## DESCRIPTION OF THE TASK
Within the material below, transcribe exactly the lines from the one holding "Target: fern frond" through the one holding "Where can the arid", keeping both ends and skipping the rest.
### SOURCE DATA ###
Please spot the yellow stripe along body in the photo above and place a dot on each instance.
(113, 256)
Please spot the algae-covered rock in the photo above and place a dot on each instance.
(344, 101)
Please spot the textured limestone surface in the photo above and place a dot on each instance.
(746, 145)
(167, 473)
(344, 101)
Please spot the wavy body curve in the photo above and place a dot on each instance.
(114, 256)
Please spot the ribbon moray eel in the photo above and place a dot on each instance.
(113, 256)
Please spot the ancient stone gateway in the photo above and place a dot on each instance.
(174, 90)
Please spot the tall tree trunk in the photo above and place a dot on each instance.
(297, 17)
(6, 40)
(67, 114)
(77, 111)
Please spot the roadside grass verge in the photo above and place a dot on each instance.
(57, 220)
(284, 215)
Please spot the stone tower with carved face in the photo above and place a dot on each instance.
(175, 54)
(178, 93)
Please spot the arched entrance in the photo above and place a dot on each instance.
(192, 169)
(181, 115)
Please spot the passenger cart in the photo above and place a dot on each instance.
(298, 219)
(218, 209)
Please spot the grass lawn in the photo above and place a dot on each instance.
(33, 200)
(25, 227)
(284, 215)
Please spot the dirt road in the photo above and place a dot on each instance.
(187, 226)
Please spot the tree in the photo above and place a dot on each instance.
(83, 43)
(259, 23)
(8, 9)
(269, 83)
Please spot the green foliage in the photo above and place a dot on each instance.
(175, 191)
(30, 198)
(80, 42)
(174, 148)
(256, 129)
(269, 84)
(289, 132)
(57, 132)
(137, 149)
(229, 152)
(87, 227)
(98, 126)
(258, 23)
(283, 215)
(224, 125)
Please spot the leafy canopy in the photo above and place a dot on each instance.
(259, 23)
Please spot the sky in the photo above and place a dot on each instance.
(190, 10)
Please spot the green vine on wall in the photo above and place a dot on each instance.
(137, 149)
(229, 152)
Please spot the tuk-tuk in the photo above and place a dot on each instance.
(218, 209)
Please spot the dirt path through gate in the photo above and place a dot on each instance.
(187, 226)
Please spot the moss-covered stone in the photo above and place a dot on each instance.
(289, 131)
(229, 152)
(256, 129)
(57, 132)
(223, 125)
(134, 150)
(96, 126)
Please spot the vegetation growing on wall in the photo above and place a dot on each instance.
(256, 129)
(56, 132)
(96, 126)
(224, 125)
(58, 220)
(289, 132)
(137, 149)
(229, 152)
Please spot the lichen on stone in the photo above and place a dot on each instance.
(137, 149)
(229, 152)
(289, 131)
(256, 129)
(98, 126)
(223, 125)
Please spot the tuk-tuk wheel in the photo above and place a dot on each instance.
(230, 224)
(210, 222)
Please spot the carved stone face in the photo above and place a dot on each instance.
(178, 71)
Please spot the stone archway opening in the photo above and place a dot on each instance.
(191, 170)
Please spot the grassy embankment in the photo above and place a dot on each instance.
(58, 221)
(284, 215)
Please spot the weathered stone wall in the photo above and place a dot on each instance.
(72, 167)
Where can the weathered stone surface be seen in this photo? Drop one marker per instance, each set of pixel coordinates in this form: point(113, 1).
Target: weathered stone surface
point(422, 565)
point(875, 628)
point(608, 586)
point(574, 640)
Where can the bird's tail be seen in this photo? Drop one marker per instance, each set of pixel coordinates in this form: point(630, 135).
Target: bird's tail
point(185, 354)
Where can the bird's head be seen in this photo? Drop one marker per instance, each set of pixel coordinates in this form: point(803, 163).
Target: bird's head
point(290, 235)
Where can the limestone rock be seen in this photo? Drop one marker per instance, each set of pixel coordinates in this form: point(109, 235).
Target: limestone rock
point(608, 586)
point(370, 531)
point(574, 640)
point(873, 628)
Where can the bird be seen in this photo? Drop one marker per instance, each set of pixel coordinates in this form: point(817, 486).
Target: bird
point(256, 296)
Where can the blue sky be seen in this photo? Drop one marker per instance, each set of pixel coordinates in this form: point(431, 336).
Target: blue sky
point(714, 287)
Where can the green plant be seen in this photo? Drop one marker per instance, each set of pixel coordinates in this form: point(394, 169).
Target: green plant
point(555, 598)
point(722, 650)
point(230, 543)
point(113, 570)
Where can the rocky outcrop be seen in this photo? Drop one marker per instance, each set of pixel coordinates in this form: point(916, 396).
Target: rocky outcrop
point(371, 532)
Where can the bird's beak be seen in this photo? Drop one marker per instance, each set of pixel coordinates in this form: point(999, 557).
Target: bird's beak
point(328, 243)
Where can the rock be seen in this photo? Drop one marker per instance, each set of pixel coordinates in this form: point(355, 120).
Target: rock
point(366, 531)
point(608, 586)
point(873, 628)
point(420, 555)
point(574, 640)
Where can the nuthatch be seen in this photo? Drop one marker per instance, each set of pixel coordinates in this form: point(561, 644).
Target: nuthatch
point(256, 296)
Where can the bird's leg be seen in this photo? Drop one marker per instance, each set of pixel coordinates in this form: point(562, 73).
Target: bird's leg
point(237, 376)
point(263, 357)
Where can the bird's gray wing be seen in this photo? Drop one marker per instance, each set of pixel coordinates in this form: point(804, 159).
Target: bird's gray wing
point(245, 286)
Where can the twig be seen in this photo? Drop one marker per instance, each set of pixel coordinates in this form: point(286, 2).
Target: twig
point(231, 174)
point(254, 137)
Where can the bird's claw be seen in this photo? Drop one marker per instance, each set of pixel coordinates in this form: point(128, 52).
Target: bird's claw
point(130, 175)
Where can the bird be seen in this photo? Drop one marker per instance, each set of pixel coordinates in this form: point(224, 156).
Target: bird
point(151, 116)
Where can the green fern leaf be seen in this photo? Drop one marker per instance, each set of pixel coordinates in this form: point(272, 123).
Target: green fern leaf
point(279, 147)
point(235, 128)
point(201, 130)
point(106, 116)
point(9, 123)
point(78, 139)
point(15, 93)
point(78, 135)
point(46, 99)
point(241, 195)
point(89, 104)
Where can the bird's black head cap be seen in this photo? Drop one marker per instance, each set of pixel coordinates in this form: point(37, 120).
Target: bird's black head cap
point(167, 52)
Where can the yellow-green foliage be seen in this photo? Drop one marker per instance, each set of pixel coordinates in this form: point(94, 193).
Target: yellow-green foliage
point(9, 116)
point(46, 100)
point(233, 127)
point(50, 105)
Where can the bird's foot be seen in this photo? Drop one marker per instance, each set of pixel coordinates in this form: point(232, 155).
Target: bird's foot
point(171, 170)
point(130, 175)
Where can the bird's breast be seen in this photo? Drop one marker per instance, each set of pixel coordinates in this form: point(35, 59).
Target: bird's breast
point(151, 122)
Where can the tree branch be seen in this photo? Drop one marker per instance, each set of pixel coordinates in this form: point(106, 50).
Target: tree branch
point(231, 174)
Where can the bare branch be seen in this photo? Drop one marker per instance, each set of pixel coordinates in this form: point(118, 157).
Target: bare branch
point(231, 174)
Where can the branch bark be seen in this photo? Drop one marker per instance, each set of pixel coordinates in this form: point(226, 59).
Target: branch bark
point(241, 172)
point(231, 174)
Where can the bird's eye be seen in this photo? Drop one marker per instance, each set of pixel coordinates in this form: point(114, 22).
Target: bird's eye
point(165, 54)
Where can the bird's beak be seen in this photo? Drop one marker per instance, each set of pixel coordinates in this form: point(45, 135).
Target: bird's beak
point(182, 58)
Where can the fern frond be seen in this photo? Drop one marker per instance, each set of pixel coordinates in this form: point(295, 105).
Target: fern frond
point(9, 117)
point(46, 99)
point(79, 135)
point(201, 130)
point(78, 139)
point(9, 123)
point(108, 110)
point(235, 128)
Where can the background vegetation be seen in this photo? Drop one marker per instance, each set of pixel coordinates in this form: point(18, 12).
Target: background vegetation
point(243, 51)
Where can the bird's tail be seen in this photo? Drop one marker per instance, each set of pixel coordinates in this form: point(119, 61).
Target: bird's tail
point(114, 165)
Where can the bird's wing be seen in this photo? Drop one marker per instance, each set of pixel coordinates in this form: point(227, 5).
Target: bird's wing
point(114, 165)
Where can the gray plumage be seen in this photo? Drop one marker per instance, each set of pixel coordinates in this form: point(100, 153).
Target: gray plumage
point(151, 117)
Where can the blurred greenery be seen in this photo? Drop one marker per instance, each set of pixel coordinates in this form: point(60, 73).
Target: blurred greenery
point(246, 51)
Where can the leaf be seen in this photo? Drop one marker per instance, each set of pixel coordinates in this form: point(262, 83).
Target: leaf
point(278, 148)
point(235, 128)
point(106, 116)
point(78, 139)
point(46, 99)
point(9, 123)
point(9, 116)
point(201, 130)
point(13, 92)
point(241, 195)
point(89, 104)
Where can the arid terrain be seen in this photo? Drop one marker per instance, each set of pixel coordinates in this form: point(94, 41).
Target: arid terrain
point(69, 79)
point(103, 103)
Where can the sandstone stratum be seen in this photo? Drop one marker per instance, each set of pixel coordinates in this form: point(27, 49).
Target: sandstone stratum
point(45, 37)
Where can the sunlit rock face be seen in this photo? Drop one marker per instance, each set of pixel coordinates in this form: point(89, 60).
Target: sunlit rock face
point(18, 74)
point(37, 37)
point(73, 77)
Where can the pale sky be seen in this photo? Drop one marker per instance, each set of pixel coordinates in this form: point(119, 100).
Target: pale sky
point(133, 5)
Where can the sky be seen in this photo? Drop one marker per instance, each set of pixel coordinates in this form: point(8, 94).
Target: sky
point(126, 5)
###
## EXERCISE OUTPUT
Target: fern frond
point(9, 117)
point(46, 99)
point(79, 135)
point(201, 130)
point(78, 139)
point(9, 123)
point(108, 110)
point(235, 128)
Where can the background vegetation be seen in this photo? Drop one marker per instance, each set of pixel coordinates in this form: point(18, 12).
Target: background vegetation
point(243, 51)
Where can the bird's tail be seen in this photo? Drop one marker per instance, each set of pixel coordinates in this form: point(119, 61).
Target: bird's tail
point(114, 165)
Where can the bird's wing be seen in this photo? Drop one marker per instance, each set of pixel coordinates in this form: point(227, 5).
Target: bird's wing
point(114, 165)
Where can the gray plumage be seen in this photo? Drop one marker per instance, each set of pixel coordinates in this form: point(100, 153).
Target: gray plumage
point(151, 117)
Where can the blurred greenery be seen in this photo? Drop one marker per instance, each set of pixel coordinates in this form: point(60, 73).
Target: blurred greenery
point(246, 51)
Where can the leaf be seen in this photo? Drop one marker per instance, each set of pixel coordinates in this form: point(262, 83).
Target: leaf
point(278, 148)
point(235, 128)
point(106, 116)
point(78, 139)
point(46, 99)
point(9, 123)
point(9, 116)
point(201, 130)
point(13, 92)
point(241, 195)
point(89, 104)
Where can the arid terrain be seen in this photo? Drop one marker per instance, each set of pixel coordinates in this form: point(94, 41).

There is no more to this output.